• _INPUT ROWS_:
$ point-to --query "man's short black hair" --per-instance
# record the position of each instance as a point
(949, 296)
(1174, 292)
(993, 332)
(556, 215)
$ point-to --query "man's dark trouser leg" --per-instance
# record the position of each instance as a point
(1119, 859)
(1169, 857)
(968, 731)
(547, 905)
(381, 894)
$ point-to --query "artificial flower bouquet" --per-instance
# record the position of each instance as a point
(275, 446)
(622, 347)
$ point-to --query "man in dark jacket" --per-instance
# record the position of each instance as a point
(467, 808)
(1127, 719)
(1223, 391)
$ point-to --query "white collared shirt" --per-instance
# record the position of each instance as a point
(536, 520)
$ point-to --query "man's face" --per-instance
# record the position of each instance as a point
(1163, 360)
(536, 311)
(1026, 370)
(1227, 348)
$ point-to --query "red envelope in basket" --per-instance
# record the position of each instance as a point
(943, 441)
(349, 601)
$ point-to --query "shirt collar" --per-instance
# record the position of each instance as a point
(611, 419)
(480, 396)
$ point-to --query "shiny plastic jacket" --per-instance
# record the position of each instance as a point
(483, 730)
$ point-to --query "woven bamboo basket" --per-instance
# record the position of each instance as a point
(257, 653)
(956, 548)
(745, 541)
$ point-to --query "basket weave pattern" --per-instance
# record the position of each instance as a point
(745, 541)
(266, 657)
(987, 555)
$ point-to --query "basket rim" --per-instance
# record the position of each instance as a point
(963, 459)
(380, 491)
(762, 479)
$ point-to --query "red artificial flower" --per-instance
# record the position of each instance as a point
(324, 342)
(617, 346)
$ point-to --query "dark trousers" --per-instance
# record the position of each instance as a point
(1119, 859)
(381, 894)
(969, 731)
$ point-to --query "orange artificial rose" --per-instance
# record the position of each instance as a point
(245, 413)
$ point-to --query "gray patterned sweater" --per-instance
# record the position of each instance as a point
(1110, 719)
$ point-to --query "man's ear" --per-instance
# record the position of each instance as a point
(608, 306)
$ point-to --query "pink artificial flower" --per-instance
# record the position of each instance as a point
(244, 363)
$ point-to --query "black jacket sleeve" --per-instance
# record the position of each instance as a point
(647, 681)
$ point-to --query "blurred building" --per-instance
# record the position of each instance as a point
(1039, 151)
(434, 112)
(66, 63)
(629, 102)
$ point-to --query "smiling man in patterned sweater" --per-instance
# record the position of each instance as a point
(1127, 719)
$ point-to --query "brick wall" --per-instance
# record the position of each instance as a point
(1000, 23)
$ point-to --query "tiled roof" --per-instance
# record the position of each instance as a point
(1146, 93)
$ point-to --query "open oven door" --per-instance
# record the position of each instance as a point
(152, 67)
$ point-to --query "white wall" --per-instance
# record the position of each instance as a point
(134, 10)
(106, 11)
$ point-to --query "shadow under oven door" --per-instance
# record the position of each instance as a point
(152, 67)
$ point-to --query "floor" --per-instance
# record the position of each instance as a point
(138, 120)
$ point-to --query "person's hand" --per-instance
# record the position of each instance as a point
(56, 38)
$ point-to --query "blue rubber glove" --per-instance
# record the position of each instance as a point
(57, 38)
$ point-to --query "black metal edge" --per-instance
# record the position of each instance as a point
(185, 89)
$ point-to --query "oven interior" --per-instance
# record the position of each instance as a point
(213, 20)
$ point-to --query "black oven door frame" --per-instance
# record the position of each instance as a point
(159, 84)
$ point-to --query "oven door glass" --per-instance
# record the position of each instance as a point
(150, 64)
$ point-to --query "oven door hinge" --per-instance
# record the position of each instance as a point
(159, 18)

• _STATED PROBLEM_: Write every entry out again exactly.

• _FINISHED EXERCISE_:
$ point-to --query "man's short black hair" --per-instance
# record the position of each instance as a point
(949, 296)
(1174, 292)
(993, 332)
(556, 215)
$ point-to --query "man's dark trouser leg" --per-instance
# record the position of each instance as a point
(1119, 859)
(1169, 857)
(968, 731)
(547, 905)
(381, 894)
$ point-to --query "artificial flower bouquet" --per-instance
# record the position of each instance as a point
(275, 446)
(622, 347)
$ point-to --query "man in dark jacket" --per-instance
# record the position of each instance as a point
(467, 808)
(1127, 719)
(1223, 391)
$ point-to --query "white collared shirt" --per-instance
# record the position of each instance as a point
(536, 520)
$ point-to --query "man's face" --per-instance
# record the position of each instance as a point
(1163, 360)
(536, 311)
(1026, 370)
(1227, 348)
$ point-to --query "red envelope in basket" --per-instance
# record the position of each instance as a point
(943, 441)
(349, 601)
$ point-to --query "shirt collar" --per-instance
# record the position of each instance as a point
(611, 419)
(480, 396)
$ point-to --query "shiny plastic jacket" --per-instance
# record the position of each instance as a point
(483, 730)
$ point-to --query "woven bamboo basket" --per-instance
# record the position of each instance as a point
(257, 653)
(956, 548)
(745, 541)
$ point-to --query "basket weave pattern" --per-instance
# record the position of each instance as a point
(745, 541)
(266, 657)
(987, 555)
$ point-to --query "basket rim" --per-instance
# record the position of each instance as a point
(963, 459)
(380, 491)
(762, 479)
$ point-to --query "red artificial flower" --per-instance
# record the position of each instance as a point
(324, 342)
(617, 346)
$ point-to --query "dark trousers" --per-instance
# record the position of each instance as a point
(1119, 859)
(381, 894)
(969, 731)
$ point-to --query "orange artificial rose" --per-instance
# record the position of each instance as a point
(245, 413)
$ point-to --query "gray patterned sweater" --per-instance
# record the position of each instance as a point
(1110, 719)
$ point-to --query "man's ear" --per-instance
# record the position of each instance as a point
(608, 306)
$ point-to --query "pink artificial flower" --per-instance
# record the position of each instance as a point
(244, 363)
$ point-to --query "black jacket sleeve" --per-instance
# record the position of each instance as a point
(647, 681)
$ point-to --query "blurred building" --per-instance
# record the position of each instance as a point
(1039, 151)
(434, 112)
(66, 63)
(629, 102)
$ point-to --query "smiling man in patterned sweater" --per-instance
# record the position of each instance as a point
(1127, 719)
$ point-to --query "brick wall" --per-instance
# record the position of each instance as a point
(1000, 23)
$ point-to --query "tiled roof" --per-instance
# record the position of each instance as a point
(1146, 93)
$ point-to --query "open oven door" --per-instance
# record the position of each instance as a point
(152, 67)
$ point-to --query "white wall" --per-instance
# record the position of each instance as a point
(134, 10)
(106, 11)
$ point-to --query "shadow under oven door" --per-instance
# record the position of each instance as a point
(152, 67)
$ point-to --query "floor" --per-instance
# record the position of each instance as a point
(138, 120)
$ point-to --query "person's hand" --per-instance
# record the position of each instance as a point
(56, 38)
$ point-to --query "blue rubber glove" --per-instance
# record the position of each instance as a point
(57, 38)
$ point-to --query "black metal edge" --per-instance
# record the position of each instance as a point
(185, 89)
$ point-to --query "oven interior" --per-instance
# record the position of each instance as a point
(213, 20)
$ point-to --query "black oven door frame" --per-instance
# record the position of each instance as a point
(159, 84)
$ point-to --query "oven door glass" --per-instance
# record the position of each instance as a point
(150, 64)
$ point-to --query "oven door hinge" --per-instance
# record the position of each instance as a point
(159, 18)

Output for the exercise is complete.